# [原文段落]
§ §

爬虫大作业

通过爬取2345电影网的电影信息，通过电影的类型和评分分别生成相应的词云进行数据分析

一、准备过程

首先打开2345电影网的热播电影区，网址是https://dianying.2345.com/list/------.html

在这里可以通过审查模式看到第一页的详细信息，而目的则是通过爬取热播页面的每个电影的评分和类型来分析最近影迷的观影需求

环境如下：

　　python3.6.2　　　　PyCharm

　　Windows7　　第三方库（jieba,wordcloud，bs4，Requests，re，wordcloud)

二、代码

1.用requests库和BeautifulSoup库，爬取电影网当前页面的每个电影的电影名、评分、简介、地区、年代、链接等，将获取电影详情的代码定义成一个函数 def getNewDetail(newsUrl):

import  requests
import re
from bs4 import BeautifulSoup
from datetime import datetime
import pandas
new={}

def getNewsDetail(newsUrl):
   resd = requests.get(newsUrl)
   resd.encoding = 'gb2312'
   soupd = BeautifulSoup(resd.text, 'html.parser')
   print(newsUrl)
   news = {}
   news['title']=soupd.select('.tit')[0].select('h1')[0].text     # 标题
   news['emSorce']=float(soupd.select('.tit')[0].select('.pTxt')[0].text.split('ue60e')[0].rstrip('分'))   #评分
   # s=soupd.select('.li_4')[1].text.split()[1:]
   # if(len(s)>0):
   #    str=''
   #    for i in s:
   #       str=str+i
   #    print(str)

§ §

# [已存记录]

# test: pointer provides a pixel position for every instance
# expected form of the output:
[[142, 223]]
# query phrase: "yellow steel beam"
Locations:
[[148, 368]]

§ §

# [操作任务]
**a)** 原文第1步中明确列出了要爬取的每部电影的哪几项信息？请全部列出。
**b)** 请照抄原文中以含有“通过爬取2345电影网的电影”的词句开头、到“quests，re，wordcloud)”为止的那一段。
作答时只依据原文，不参考其他数据。

# [练习答案]
**a)** 电影名、评分、简介、地区、年代、链接

**b)**
通过爬取2345电影网的电影信息，通过电影的类型和评分分别生成相应的词云进行数据分析

一、准备过程

首先打开2345电影网的热播电影区，网址是https://dianying.2345.com/list/------.html

在这里可以通过审查模式看到第一页的详细信息，而目的则是通过爬取热播页面的每个电影的评分和类型来分析最近影迷的观影需求

环境如下：

　　python3.6.2　　　　PyCharm

　　Windows7　　第三方库（jieba,wordcloud，bs4，Requests，re，wordcloud)